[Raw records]
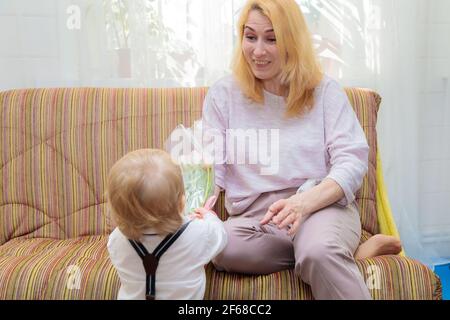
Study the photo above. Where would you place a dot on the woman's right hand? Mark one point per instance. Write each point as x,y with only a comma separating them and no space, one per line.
200,213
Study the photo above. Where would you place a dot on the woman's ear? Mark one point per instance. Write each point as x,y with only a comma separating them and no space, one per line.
182,204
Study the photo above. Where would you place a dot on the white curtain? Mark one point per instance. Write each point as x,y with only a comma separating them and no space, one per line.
384,45
398,48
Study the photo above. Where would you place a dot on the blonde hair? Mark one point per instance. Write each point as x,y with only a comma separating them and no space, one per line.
145,190
300,69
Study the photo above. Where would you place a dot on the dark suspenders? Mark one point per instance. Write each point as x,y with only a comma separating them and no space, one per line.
151,260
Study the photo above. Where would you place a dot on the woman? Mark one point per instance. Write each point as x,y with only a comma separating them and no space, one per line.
277,88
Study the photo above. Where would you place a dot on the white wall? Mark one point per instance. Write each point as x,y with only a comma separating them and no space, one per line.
434,144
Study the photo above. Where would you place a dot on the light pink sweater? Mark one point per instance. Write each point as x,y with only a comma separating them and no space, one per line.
326,143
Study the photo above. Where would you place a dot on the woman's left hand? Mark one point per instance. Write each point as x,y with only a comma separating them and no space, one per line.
287,212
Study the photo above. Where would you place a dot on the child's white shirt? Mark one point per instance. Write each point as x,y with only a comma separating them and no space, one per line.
181,272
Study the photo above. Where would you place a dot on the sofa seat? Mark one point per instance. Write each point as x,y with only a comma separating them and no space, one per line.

# What needs to be done:
Give every line of the records above as a Markdown table with two columns, n for the row number and Line for the line itself. Skip blank lines and leave the pictures out.

# Written response:
| n | Line |
|---|---|
| 1 | Study the photo above. Where would you place a dot on the woman's right hand? Mark one point per instance. Write each point as x,y with only a comma separating them and no space, one per line. |
| 2 | 200,213 |
| 3 | Study the photo above. Where would you place a dot on the woman's ear? Mark one point per instance. Write each point as x,y with only a comma separating them and no space, one per line. |
| 4 | 182,204 |
| 5 | Study the photo above. Where would you place a dot on the white curtain? Mark one point per instance. Write each point as x,y with only a comma separating them and no space, one per line. |
| 6 | 384,45 |
| 7 | 398,48 |
| 8 | Study the photo above. Where would you place a dot on the blonde hair? Mark one point per instance. Write each point as x,y with only a comma separating them and no space, one per line. |
| 9 | 145,190 |
| 10 | 300,69 |
| 11 | Study the photo above. Where would you place a dot on the dark suspenders? Mark one point per instance. Write each point as x,y with only a comma separating them and no space, one per line. |
| 12 | 151,260 |
| 13 | Study the photo above. Where would you place a dot on the woman? Mark one point per instance. Write each point as x,y with only a comma separating them and no space, one per line. |
| 14 | 277,88 |
| 15 | Study the photo above. Where would you place a dot on the white wall? Mark one point per instance. Write each point as x,y with only a comma separating them and no space, one per line. |
| 16 | 434,144 |
| 17 | Study the photo above. Where would you place a dot on the light pink sweater? Mark one point per instance. Write each point as x,y with only a comma separating them and no space, one per line. |
| 18 | 326,143 |
| 19 | Study the photo above. Where would you place a dot on the woman's left hand? Mark one point per instance. Write each point as x,y with only a comma separating them and no space, one per line. |
| 20 | 287,212 |
| 21 | Study the photo above. Where would you place a dot on the child's white shirt? Mark one point per instance. Write each point as x,y with only a comma separating them and no space, one per line. |
| 22 | 181,272 |
| 23 | Study the photo above. Where would you place a dot on the sofa seat? Mark one point per instance. Write each point as x,y with only a comma separating them and no space, one per line. |